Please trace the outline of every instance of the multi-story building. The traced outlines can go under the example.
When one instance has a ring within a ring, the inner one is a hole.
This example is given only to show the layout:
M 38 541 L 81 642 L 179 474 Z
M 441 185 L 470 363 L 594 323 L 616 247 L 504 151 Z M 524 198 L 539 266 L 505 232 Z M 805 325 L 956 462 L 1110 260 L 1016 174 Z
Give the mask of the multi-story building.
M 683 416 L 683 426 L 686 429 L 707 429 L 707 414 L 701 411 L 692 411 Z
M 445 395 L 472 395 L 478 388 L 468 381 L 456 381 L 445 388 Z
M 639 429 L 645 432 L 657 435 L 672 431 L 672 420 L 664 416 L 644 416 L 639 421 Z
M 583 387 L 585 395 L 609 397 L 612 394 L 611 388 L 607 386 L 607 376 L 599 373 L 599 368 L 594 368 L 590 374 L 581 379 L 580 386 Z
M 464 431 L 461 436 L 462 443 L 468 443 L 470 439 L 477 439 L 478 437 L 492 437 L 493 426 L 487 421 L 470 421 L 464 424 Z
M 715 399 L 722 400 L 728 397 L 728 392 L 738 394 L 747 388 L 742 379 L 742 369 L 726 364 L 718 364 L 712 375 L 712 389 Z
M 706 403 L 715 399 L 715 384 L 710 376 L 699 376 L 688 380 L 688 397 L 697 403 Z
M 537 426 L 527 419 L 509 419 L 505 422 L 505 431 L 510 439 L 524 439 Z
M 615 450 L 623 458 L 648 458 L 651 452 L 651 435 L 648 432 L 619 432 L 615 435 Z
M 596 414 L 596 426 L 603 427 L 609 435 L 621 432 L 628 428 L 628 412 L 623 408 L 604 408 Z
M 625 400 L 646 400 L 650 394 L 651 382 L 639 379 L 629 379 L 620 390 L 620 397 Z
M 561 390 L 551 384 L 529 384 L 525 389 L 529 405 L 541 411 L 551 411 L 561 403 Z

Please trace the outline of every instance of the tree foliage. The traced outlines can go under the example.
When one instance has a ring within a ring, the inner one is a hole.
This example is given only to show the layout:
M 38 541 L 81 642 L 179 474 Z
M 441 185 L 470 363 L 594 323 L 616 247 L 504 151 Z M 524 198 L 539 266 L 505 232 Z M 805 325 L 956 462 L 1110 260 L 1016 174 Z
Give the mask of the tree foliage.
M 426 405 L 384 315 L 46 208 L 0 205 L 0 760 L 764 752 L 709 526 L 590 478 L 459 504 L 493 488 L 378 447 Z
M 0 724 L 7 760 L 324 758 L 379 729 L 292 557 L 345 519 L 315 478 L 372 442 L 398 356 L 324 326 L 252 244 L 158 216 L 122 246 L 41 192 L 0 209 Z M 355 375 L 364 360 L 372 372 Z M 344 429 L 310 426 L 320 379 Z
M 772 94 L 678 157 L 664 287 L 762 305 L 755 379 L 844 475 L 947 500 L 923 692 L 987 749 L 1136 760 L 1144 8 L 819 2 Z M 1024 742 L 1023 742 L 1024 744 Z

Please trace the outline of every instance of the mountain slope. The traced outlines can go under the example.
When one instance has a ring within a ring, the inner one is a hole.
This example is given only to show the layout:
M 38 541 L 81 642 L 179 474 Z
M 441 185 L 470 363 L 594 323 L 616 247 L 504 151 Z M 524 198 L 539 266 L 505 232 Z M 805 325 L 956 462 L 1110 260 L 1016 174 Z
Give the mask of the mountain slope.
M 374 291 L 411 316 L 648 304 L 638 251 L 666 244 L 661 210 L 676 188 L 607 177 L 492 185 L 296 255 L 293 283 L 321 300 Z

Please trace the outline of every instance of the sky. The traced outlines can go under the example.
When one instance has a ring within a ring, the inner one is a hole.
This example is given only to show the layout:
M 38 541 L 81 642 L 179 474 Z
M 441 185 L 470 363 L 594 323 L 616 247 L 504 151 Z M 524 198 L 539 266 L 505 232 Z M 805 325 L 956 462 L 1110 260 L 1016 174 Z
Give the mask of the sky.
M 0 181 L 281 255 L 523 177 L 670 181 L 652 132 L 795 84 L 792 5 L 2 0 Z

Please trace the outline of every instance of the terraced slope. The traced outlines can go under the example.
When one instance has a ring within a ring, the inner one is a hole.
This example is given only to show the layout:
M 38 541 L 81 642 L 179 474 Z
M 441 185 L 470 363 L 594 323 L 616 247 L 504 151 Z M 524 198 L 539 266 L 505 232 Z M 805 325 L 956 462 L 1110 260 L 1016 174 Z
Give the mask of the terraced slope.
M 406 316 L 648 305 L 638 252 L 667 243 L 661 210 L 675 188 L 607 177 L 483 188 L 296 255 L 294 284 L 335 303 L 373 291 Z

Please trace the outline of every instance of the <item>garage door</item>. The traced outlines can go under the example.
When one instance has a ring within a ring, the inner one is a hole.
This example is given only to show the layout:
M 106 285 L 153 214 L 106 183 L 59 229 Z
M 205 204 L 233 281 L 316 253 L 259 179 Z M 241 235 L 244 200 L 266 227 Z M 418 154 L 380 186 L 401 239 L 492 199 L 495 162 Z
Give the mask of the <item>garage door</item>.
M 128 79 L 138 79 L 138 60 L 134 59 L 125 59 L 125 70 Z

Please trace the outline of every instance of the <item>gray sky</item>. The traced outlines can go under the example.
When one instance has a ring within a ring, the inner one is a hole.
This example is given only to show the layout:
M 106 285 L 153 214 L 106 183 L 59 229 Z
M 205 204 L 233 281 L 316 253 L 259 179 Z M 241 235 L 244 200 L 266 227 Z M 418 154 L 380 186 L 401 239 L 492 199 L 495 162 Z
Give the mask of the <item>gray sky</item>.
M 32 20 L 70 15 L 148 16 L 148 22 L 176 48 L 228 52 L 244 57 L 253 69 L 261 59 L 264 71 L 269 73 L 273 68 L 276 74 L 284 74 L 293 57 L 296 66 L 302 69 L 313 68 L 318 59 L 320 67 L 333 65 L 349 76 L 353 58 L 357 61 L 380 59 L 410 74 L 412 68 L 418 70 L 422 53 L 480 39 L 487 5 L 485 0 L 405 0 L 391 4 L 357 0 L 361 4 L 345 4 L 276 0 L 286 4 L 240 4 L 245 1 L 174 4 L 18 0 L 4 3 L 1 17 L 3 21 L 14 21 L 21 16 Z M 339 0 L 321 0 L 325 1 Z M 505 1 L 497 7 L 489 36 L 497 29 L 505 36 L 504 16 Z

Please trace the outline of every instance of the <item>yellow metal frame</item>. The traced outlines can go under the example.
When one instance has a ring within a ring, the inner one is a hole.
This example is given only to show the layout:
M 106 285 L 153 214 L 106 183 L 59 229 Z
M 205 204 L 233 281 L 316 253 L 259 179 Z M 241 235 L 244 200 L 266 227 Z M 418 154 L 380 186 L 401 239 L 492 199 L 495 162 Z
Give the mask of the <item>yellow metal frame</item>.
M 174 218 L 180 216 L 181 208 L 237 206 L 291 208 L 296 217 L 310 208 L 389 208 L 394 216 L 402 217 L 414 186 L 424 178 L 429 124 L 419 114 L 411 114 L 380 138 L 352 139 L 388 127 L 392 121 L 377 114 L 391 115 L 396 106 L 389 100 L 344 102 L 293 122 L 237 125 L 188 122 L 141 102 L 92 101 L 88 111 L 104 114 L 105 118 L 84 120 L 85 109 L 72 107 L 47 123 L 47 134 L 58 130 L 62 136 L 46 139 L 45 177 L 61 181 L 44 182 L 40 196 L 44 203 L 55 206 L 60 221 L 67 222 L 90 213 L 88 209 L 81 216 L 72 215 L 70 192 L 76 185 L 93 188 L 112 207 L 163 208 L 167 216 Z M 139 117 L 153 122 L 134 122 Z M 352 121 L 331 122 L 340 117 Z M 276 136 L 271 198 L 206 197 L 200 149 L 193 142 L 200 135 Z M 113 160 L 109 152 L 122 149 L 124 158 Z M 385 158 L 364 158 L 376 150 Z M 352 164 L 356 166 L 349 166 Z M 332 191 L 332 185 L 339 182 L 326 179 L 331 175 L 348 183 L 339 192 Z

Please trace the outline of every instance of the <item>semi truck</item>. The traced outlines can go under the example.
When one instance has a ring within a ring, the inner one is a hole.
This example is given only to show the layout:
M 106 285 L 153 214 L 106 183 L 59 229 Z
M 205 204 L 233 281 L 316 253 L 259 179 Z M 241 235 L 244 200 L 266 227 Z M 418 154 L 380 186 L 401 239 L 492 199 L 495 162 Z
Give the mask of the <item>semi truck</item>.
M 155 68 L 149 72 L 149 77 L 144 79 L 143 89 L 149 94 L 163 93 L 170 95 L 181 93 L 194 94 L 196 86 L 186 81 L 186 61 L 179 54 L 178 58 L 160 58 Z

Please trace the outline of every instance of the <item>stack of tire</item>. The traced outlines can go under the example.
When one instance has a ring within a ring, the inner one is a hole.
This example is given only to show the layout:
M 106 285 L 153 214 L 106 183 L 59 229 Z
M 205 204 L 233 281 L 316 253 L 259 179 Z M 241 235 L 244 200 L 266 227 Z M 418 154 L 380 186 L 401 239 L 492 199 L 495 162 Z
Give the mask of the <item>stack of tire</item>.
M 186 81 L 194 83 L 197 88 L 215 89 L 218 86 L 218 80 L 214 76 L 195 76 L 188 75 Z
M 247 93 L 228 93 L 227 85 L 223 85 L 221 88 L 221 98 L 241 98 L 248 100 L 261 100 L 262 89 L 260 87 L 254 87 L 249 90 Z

=====

→ WORK TO BE COMPLETED
Report every line in the records that contains the word "tire", copying each line in full.

→ CORRECT RESPONSE
Please trace the outline of every instance of the <item>stack of tire</item>. The traced outlines can go under the example.
Give the mask of the <item>stack of tire</item>.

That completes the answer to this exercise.